→ **What you have to do**
Begin with the line containing "Where is the white building" and copy each line exactly through the last line of the entries, inclusive.

→ **Information shown**
--*--

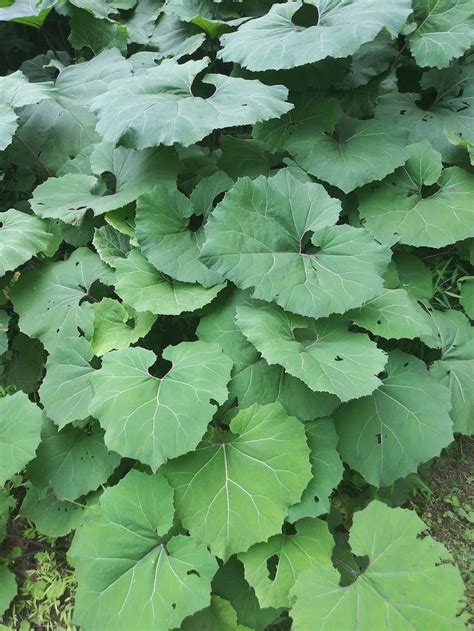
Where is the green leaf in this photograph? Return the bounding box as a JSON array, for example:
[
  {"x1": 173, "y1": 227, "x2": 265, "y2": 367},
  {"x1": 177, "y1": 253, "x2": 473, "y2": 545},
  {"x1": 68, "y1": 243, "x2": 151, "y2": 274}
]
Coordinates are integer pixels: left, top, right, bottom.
[
  {"x1": 239, "y1": 519, "x2": 334, "y2": 607},
  {"x1": 351, "y1": 289, "x2": 430, "y2": 340},
  {"x1": 19, "y1": 50, "x2": 131, "y2": 173},
  {"x1": 164, "y1": 403, "x2": 311, "y2": 559},
  {"x1": 31, "y1": 143, "x2": 177, "y2": 224},
  {"x1": 136, "y1": 172, "x2": 233, "y2": 287},
  {"x1": 90, "y1": 341, "x2": 232, "y2": 471},
  {"x1": 427, "y1": 310, "x2": 474, "y2": 436},
  {"x1": 0, "y1": 69, "x2": 54, "y2": 151},
  {"x1": 359, "y1": 141, "x2": 474, "y2": 248},
  {"x1": 212, "y1": 556, "x2": 278, "y2": 631},
  {"x1": 11, "y1": 248, "x2": 109, "y2": 351},
  {"x1": 219, "y1": 0, "x2": 411, "y2": 70},
  {"x1": 459, "y1": 277, "x2": 474, "y2": 320},
  {"x1": 91, "y1": 298, "x2": 156, "y2": 355},
  {"x1": 20, "y1": 486, "x2": 95, "y2": 538},
  {"x1": 290, "y1": 502, "x2": 464, "y2": 631},
  {"x1": 0, "y1": 208, "x2": 54, "y2": 276},
  {"x1": 92, "y1": 225, "x2": 131, "y2": 267},
  {"x1": 0, "y1": 392, "x2": 43, "y2": 485},
  {"x1": 180, "y1": 595, "x2": 252, "y2": 631},
  {"x1": 393, "y1": 252, "x2": 433, "y2": 300},
  {"x1": 26, "y1": 422, "x2": 120, "y2": 500},
  {"x1": 39, "y1": 337, "x2": 94, "y2": 428},
  {"x1": 201, "y1": 169, "x2": 389, "y2": 317},
  {"x1": 285, "y1": 116, "x2": 408, "y2": 193},
  {"x1": 409, "y1": 0, "x2": 474, "y2": 68},
  {"x1": 197, "y1": 290, "x2": 339, "y2": 421},
  {"x1": 93, "y1": 58, "x2": 292, "y2": 149},
  {"x1": 115, "y1": 250, "x2": 224, "y2": 315},
  {"x1": 0, "y1": 565, "x2": 18, "y2": 615},
  {"x1": 71, "y1": 471, "x2": 217, "y2": 631},
  {"x1": 334, "y1": 351, "x2": 453, "y2": 487},
  {"x1": 236, "y1": 305, "x2": 387, "y2": 401},
  {"x1": 288, "y1": 418, "x2": 344, "y2": 522},
  {"x1": 69, "y1": 11, "x2": 128, "y2": 55}
]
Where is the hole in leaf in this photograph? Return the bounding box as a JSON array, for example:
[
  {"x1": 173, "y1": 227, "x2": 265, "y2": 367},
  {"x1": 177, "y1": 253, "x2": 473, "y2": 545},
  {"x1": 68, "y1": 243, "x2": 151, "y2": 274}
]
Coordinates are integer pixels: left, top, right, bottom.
[
  {"x1": 267, "y1": 554, "x2": 280, "y2": 581},
  {"x1": 148, "y1": 357, "x2": 173, "y2": 379},
  {"x1": 191, "y1": 70, "x2": 216, "y2": 99},
  {"x1": 300, "y1": 230, "x2": 321, "y2": 254},
  {"x1": 188, "y1": 214, "x2": 204, "y2": 232},
  {"x1": 420, "y1": 184, "x2": 440, "y2": 199},
  {"x1": 281, "y1": 521, "x2": 296, "y2": 536},
  {"x1": 291, "y1": 4, "x2": 319, "y2": 28}
]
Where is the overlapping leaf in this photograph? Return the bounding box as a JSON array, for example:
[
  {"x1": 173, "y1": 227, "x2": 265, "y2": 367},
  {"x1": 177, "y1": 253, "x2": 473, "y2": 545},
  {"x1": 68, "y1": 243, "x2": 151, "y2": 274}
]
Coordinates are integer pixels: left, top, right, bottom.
[
  {"x1": 164, "y1": 403, "x2": 311, "y2": 559},
  {"x1": 291, "y1": 502, "x2": 464, "y2": 631},
  {"x1": 201, "y1": 170, "x2": 389, "y2": 317},
  {"x1": 90, "y1": 341, "x2": 232, "y2": 471}
]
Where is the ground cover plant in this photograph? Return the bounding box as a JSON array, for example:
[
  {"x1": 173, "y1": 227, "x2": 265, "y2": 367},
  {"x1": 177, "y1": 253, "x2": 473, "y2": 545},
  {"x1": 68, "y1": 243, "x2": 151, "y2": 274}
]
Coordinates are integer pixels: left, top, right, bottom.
[{"x1": 0, "y1": 0, "x2": 474, "y2": 631}]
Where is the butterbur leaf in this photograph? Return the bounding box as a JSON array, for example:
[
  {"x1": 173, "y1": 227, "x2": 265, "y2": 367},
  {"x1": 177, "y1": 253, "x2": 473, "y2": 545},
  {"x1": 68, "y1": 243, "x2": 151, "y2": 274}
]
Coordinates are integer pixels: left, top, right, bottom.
[
  {"x1": 359, "y1": 141, "x2": 474, "y2": 248},
  {"x1": 219, "y1": 0, "x2": 411, "y2": 70},
  {"x1": 351, "y1": 289, "x2": 430, "y2": 339},
  {"x1": 409, "y1": 0, "x2": 474, "y2": 68},
  {"x1": 91, "y1": 298, "x2": 156, "y2": 355},
  {"x1": 426, "y1": 310, "x2": 474, "y2": 435},
  {"x1": 180, "y1": 595, "x2": 251, "y2": 631},
  {"x1": 0, "y1": 392, "x2": 43, "y2": 485},
  {"x1": 334, "y1": 351, "x2": 453, "y2": 487},
  {"x1": 18, "y1": 49, "x2": 131, "y2": 172},
  {"x1": 90, "y1": 341, "x2": 232, "y2": 471},
  {"x1": 238, "y1": 519, "x2": 334, "y2": 607},
  {"x1": 27, "y1": 422, "x2": 120, "y2": 500},
  {"x1": 39, "y1": 337, "x2": 94, "y2": 428},
  {"x1": 136, "y1": 173, "x2": 233, "y2": 287},
  {"x1": 285, "y1": 116, "x2": 408, "y2": 193},
  {"x1": 31, "y1": 143, "x2": 177, "y2": 223},
  {"x1": 290, "y1": 502, "x2": 464, "y2": 631},
  {"x1": 201, "y1": 169, "x2": 389, "y2": 318},
  {"x1": 197, "y1": 289, "x2": 339, "y2": 421},
  {"x1": 236, "y1": 305, "x2": 387, "y2": 401},
  {"x1": 0, "y1": 70, "x2": 54, "y2": 151},
  {"x1": 288, "y1": 418, "x2": 344, "y2": 522},
  {"x1": 164, "y1": 403, "x2": 311, "y2": 559},
  {"x1": 93, "y1": 225, "x2": 131, "y2": 267},
  {"x1": 0, "y1": 565, "x2": 18, "y2": 615},
  {"x1": 115, "y1": 250, "x2": 225, "y2": 315},
  {"x1": 20, "y1": 486, "x2": 92, "y2": 537},
  {"x1": 212, "y1": 556, "x2": 279, "y2": 631},
  {"x1": 71, "y1": 471, "x2": 217, "y2": 631},
  {"x1": 11, "y1": 248, "x2": 110, "y2": 351},
  {"x1": 0, "y1": 208, "x2": 54, "y2": 276},
  {"x1": 93, "y1": 59, "x2": 292, "y2": 149}
]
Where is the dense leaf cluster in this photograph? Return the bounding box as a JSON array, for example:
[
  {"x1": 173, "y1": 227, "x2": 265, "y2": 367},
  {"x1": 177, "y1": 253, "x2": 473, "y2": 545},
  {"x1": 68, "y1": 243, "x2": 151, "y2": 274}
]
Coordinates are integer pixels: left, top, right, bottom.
[{"x1": 0, "y1": 0, "x2": 474, "y2": 631}]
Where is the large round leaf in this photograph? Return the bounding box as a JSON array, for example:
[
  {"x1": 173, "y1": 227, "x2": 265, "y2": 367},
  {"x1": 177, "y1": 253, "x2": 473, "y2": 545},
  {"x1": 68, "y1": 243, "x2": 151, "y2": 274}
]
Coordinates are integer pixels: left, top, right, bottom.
[
  {"x1": 71, "y1": 471, "x2": 217, "y2": 631},
  {"x1": 11, "y1": 248, "x2": 110, "y2": 351},
  {"x1": 202, "y1": 170, "x2": 389, "y2": 317},
  {"x1": 0, "y1": 392, "x2": 43, "y2": 485},
  {"x1": 334, "y1": 351, "x2": 453, "y2": 487},
  {"x1": 236, "y1": 305, "x2": 387, "y2": 401},
  {"x1": 239, "y1": 519, "x2": 334, "y2": 607},
  {"x1": 219, "y1": 0, "x2": 411, "y2": 70},
  {"x1": 0, "y1": 209, "x2": 54, "y2": 276},
  {"x1": 90, "y1": 341, "x2": 232, "y2": 471},
  {"x1": 290, "y1": 502, "x2": 465, "y2": 631},
  {"x1": 359, "y1": 141, "x2": 474, "y2": 248},
  {"x1": 164, "y1": 403, "x2": 311, "y2": 559}
]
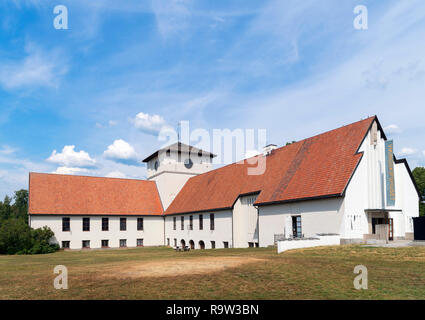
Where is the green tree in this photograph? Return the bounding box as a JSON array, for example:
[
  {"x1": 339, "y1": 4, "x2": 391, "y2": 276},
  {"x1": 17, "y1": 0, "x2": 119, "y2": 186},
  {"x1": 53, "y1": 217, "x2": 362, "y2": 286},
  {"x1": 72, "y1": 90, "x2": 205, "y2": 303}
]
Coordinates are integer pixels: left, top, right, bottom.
[
  {"x1": 13, "y1": 189, "x2": 28, "y2": 221},
  {"x1": 412, "y1": 167, "x2": 425, "y2": 216}
]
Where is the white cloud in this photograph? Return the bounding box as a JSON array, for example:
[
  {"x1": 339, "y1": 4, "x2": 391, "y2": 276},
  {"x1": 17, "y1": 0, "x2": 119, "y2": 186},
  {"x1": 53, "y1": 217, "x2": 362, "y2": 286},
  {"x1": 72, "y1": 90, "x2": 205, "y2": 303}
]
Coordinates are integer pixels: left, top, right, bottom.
[
  {"x1": 399, "y1": 147, "x2": 418, "y2": 156},
  {"x1": 130, "y1": 112, "x2": 166, "y2": 135},
  {"x1": 103, "y1": 139, "x2": 138, "y2": 164},
  {"x1": 52, "y1": 167, "x2": 91, "y2": 174},
  {"x1": 0, "y1": 145, "x2": 16, "y2": 155},
  {"x1": 384, "y1": 124, "x2": 401, "y2": 133},
  {"x1": 152, "y1": 0, "x2": 191, "y2": 38},
  {"x1": 0, "y1": 45, "x2": 68, "y2": 90},
  {"x1": 105, "y1": 171, "x2": 127, "y2": 179},
  {"x1": 47, "y1": 146, "x2": 96, "y2": 168}
]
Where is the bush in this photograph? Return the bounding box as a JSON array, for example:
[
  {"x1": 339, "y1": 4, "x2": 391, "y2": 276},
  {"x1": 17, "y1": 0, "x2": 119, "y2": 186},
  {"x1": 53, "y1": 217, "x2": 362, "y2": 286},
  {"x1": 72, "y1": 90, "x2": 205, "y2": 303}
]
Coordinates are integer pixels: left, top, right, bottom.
[{"x1": 0, "y1": 219, "x2": 59, "y2": 254}]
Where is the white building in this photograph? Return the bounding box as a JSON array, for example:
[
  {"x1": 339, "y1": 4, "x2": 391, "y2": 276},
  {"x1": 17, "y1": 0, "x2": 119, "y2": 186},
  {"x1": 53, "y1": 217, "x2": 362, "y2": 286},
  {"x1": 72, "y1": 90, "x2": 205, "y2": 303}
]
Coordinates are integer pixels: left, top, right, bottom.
[{"x1": 29, "y1": 117, "x2": 419, "y2": 249}]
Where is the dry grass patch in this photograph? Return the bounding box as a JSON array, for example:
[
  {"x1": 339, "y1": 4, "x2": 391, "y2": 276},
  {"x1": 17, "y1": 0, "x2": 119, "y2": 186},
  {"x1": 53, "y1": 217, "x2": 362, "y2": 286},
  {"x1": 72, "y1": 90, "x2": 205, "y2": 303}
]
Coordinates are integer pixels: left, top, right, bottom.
[{"x1": 98, "y1": 257, "x2": 264, "y2": 279}]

--*--

→ **Written solution**
Where is the white building in this photograph? Return the bounding box as a JSON array, for example:
[
  {"x1": 339, "y1": 4, "x2": 391, "y2": 276},
  {"x1": 17, "y1": 0, "x2": 119, "y2": 186},
  {"x1": 53, "y1": 217, "x2": 362, "y2": 286},
  {"x1": 72, "y1": 90, "x2": 205, "y2": 303}
]
Coordinates are integer pixels: left, top, right, bottom.
[{"x1": 29, "y1": 117, "x2": 419, "y2": 249}]
Where is the dry grass patch in this photograph? Return the bounding box as a JSON array, for example:
[
  {"x1": 339, "y1": 4, "x2": 391, "y2": 276},
  {"x1": 17, "y1": 0, "x2": 119, "y2": 186},
  {"x1": 53, "y1": 217, "x2": 362, "y2": 286},
  {"x1": 72, "y1": 90, "x2": 205, "y2": 303}
]
Coordinates are integer pixels: left, top, right, bottom.
[{"x1": 98, "y1": 257, "x2": 264, "y2": 279}]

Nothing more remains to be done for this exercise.